__Source material__
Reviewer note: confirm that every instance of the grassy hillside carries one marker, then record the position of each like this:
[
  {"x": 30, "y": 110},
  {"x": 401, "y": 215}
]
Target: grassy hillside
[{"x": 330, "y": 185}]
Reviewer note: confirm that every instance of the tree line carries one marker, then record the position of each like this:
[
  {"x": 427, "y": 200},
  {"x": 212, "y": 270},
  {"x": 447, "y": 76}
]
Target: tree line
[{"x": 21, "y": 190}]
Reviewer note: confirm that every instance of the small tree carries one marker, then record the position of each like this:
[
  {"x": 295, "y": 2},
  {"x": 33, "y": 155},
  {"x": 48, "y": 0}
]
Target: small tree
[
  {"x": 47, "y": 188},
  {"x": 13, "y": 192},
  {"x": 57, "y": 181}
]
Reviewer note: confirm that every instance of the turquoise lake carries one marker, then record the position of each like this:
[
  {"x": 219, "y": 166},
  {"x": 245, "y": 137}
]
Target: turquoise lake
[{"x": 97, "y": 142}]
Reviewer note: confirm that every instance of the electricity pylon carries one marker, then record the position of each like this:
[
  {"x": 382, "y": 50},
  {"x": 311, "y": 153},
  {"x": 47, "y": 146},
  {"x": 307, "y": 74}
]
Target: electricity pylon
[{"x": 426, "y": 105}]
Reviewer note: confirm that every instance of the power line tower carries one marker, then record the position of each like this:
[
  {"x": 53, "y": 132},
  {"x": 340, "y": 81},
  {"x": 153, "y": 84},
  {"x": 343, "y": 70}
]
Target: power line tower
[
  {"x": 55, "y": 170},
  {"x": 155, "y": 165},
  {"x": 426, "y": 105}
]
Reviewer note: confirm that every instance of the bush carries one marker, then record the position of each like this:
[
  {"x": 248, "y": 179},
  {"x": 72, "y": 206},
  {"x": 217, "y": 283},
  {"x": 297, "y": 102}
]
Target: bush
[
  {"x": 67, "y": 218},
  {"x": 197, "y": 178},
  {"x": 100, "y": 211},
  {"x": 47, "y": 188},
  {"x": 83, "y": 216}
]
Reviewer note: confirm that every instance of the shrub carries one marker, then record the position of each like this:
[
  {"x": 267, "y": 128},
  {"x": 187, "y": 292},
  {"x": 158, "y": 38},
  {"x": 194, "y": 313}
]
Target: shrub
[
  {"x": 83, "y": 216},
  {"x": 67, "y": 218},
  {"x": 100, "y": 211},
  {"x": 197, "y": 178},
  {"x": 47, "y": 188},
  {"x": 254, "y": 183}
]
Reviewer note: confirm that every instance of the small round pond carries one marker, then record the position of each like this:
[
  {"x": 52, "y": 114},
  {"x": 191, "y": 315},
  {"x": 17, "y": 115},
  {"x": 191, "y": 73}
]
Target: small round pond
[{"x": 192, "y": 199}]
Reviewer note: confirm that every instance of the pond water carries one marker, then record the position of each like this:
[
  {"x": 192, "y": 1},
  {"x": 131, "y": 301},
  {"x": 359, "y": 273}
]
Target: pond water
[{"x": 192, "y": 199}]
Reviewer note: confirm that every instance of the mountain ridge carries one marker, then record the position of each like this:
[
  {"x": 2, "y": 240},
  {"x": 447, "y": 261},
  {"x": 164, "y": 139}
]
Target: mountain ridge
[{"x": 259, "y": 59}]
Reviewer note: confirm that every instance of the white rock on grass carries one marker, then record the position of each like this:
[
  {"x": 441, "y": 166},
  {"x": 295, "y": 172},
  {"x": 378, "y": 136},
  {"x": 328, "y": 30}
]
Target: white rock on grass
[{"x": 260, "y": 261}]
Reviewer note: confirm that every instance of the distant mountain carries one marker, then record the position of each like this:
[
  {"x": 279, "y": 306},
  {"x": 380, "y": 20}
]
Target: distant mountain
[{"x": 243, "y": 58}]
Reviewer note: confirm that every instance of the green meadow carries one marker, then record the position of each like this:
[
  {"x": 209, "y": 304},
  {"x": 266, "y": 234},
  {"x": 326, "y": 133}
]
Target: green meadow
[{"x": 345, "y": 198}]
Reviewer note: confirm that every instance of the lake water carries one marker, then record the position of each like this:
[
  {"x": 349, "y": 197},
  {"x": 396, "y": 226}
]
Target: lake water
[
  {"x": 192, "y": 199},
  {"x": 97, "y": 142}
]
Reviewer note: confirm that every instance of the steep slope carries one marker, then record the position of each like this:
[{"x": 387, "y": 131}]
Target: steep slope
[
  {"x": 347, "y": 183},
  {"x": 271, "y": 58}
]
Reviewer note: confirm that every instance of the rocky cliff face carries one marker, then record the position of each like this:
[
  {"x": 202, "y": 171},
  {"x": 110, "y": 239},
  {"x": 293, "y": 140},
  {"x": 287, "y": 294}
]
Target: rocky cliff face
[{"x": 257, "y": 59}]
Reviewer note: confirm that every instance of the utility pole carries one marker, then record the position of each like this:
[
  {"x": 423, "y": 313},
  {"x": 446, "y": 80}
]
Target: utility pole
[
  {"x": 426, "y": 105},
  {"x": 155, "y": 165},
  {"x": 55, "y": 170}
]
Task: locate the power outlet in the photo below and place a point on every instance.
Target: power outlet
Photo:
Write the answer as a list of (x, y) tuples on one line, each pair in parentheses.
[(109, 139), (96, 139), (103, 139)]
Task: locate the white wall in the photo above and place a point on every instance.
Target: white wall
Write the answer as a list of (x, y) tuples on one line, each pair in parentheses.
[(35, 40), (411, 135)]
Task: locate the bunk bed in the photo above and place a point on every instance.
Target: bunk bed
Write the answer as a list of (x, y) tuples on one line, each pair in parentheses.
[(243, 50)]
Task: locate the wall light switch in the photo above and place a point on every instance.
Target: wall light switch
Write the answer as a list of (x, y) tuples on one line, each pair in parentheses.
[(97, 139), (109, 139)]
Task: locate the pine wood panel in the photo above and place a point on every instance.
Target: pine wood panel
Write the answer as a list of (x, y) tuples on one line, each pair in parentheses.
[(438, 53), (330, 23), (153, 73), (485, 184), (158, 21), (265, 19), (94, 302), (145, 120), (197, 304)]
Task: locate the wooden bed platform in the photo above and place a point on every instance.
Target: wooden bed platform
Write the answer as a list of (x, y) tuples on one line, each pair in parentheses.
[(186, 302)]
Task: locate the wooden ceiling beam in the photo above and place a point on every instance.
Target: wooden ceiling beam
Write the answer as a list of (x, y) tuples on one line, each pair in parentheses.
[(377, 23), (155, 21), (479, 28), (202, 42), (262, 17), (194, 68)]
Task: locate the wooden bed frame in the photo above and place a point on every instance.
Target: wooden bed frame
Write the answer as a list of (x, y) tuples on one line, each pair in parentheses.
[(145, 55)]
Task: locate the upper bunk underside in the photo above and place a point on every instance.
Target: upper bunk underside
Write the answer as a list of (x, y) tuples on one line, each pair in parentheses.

__Action item__
The records shown above are to be copied exactly, every one of them.

__Expected output__
Reviewer note: confirm that every instance of the grassy hillside carries one marker, then record the position of each like this:
[
  {"x": 30, "y": 110},
  {"x": 401, "y": 215}
]
Target: grassy hillside
[{"x": 330, "y": 185}]
Reviewer note: confirm that every instance of the tree line carries one marker, then record the position of each like this:
[
  {"x": 427, "y": 200},
  {"x": 212, "y": 270},
  {"x": 447, "y": 76}
]
Target: tree line
[{"x": 21, "y": 190}]
Reviewer note: confirm that every instance of the small tree carries one marker, then record the position of each like this:
[
  {"x": 295, "y": 2},
  {"x": 33, "y": 155},
  {"x": 48, "y": 0}
]
Target: small tree
[
  {"x": 47, "y": 188},
  {"x": 13, "y": 192},
  {"x": 57, "y": 181}
]
Reviewer note: confirm that every instance of the turquoise lake carries one marker, then record the position of each like this:
[
  {"x": 219, "y": 166},
  {"x": 245, "y": 137}
]
Target: turquoise lake
[{"x": 97, "y": 142}]
Reviewer note: confirm that every instance of the electricity pylon carries one marker, then record the position of each like this:
[
  {"x": 382, "y": 50},
  {"x": 311, "y": 153},
  {"x": 47, "y": 146},
  {"x": 307, "y": 74}
]
Target: electricity pylon
[{"x": 426, "y": 105}]
Reviewer note: confirm that every instance of the power line tower carries one marker, then record the position of each like this:
[
  {"x": 53, "y": 132},
  {"x": 340, "y": 81},
  {"x": 153, "y": 84},
  {"x": 343, "y": 70}
]
Target: power line tower
[
  {"x": 55, "y": 170},
  {"x": 155, "y": 165},
  {"x": 426, "y": 105}
]
Reviewer note: confirm that every instance of the bush carries one marker, then record the position of each like this:
[
  {"x": 248, "y": 179},
  {"x": 72, "y": 206},
  {"x": 217, "y": 283},
  {"x": 297, "y": 102}
]
Target: bush
[
  {"x": 67, "y": 218},
  {"x": 197, "y": 178},
  {"x": 100, "y": 211},
  {"x": 47, "y": 188},
  {"x": 83, "y": 216}
]
Reviewer note: confirm that every instance of the shrub carries one marker, then record the position of each like this:
[
  {"x": 267, "y": 128},
  {"x": 187, "y": 292},
  {"x": 158, "y": 38},
  {"x": 194, "y": 313}
]
Target: shrub
[
  {"x": 83, "y": 216},
  {"x": 67, "y": 218},
  {"x": 100, "y": 211},
  {"x": 197, "y": 178},
  {"x": 47, "y": 188},
  {"x": 254, "y": 183}
]
Reviewer note: confirm that every instance of the small round pond carries one marker, then record the position of each like this:
[
  {"x": 52, "y": 114},
  {"x": 191, "y": 315},
  {"x": 17, "y": 115},
  {"x": 191, "y": 73}
]
Target: small round pond
[{"x": 192, "y": 199}]
Reviewer note: confirm that every instance of the pond water carries one marker, then record the position of each like this:
[
  {"x": 192, "y": 1},
  {"x": 131, "y": 301},
  {"x": 359, "y": 273}
]
Target: pond water
[{"x": 192, "y": 199}]
Reviewer note: confirm that every instance of the mountain ridge carries one marker, then record the position of each like this:
[
  {"x": 2, "y": 240},
  {"x": 447, "y": 261},
  {"x": 164, "y": 139}
]
Target: mountain ridge
[{"x": 259, "y": 59}]
Reviewer note: confirm that every instance of the white rock on grass carries one marker, then record the position of each like this:
[
  {"x": 441, "y": 166},
  {"x": 295, "y": 172},
  {"x": 378, "y": 136},
  {"x": 328, "y": 30}
]
Target: white rock on grass
[{"x": 260, "y": 261}]
Reviewer note: confirm that every instance of the distant mountain carries one marker, then record the position of each like this:
[
  {"x": 279, "y": 306},
  {"x": 380, "y": 20}
]
Target: distant mountain
[{"x": 243, "y": 58}]
Reviewer note: confirm that every instance of the green meadow carries one marker, then record the position of each like this:
[
  {"x": 209, "y": 304},
  {"x": 266, "y": 234},
  {"x": 326, "y": 133}
]
Target: green meadow
[{"x": 345, "y": 198}]
Reviewer note: confirm that every instance of the lake water carries one marker, then record the position of each like this:
[
  {"x": 349, "y": 197},
  {"x": 396, "y": 226}
]
Target: lake water
[
  {"x": 192, "y": 199},
  {"x": 97, "y": 142}
]
Reviewer note: confirm that every instance of the steep slope carries one marker, then record the position of each like this:
[{"x": 387, "y": 131}]
Target: steep slope
[
  {"x": 347, "y": 183},
  {"x": 271, "y": 58}
]
Reviewer note: confirm that every instance of the rocky cliff face carries one marker, then record the position of each like this:
[
  {"x": 202, "y": 171},
  {"x": 110, "y": 239},
  {"x": 293, "y": 140},
  {"x": 287, "y": 294}
]
Target: rocky cliff face
[{"x": 257, "y": 59}]
Reviewer note: confirm that every instance of the utility pole carries one marker, then record the position of each like this:
[
  {"x": 423, "y": 313},
  {"x": 446, "y": 80}
]
Target: utility pole
[
  {"x": 426, "y": 105},
  {"x": 155, "y": 165},
  {"x": 55, "y": 170}
]
Task: locate the power outlet in the photo below and place a point on every instance.
Target: power outlet
Photo:
Write the answer as a list of (x, y) tuples on one line, each pair in parentheses.
[(109, 139), (96, 139), (103, 139)]
Task: locate the white wall in the photo above and place a point on every instance.
Target: white wall
Write the answer as a list of (x, y) tuples on one line, each pair in parentheses.
[(35, 40), (411, 135)]
Task: locate the bunk bed in the photo above and place a point on every instance.
Target: bunk bed
Write the answer as a list of (x, y) tuples on one line, each pair in parentheses.
[(243, 50)]
Task: locate the wall light switch in the photo above and place a point on every instance.
Target: wall light switch
Write the answer as a list of (x, y) tuples on one line, each pair in parentheses.
[(97, 139), (109, 139)]
Task: locate the pine wood panel in the photo above and place a point on every instance.
Target: pine wood panel
Write the answer as a list of (x, y) tuples on one line, each pair in parentheses.
[(438, 53), (330, 23), (153, 73), (485, 184), (158, 21), (265, 19), (94, 302), (145, 120), (197, 304)]
Task: locate the wooden bed platform in the photo above and place a point on every instance.
Target: wooden bed platform
Write the answer as a list of (x, y) tuples on one line, each pair in parentheses.
[(186, 302)]
Task: locate the wooden ceiling beam in the photo above and place a point on every instance.
Target: wooden ceiling beam
Write the answer as a list of (x, y) tuples on one line, each pair in parentheses.
[(377, 23), (155, 21), (479, 28), (202, 42), (262, 17), (194, 68)]
Task: locate the wooden bed frame in the photo above and place a point on every instance.
Target: wooden bed frame
Write the answer as a list of (x, y) tuples on one line, each pair in parentheses.
[(145, 55)]
Task: locate the upper bunk underside in the photo above and place a point on every instance.
Target: upper bunk underside
Write the answer as a list of (x, y) tuples on one line, each pair in parentheses.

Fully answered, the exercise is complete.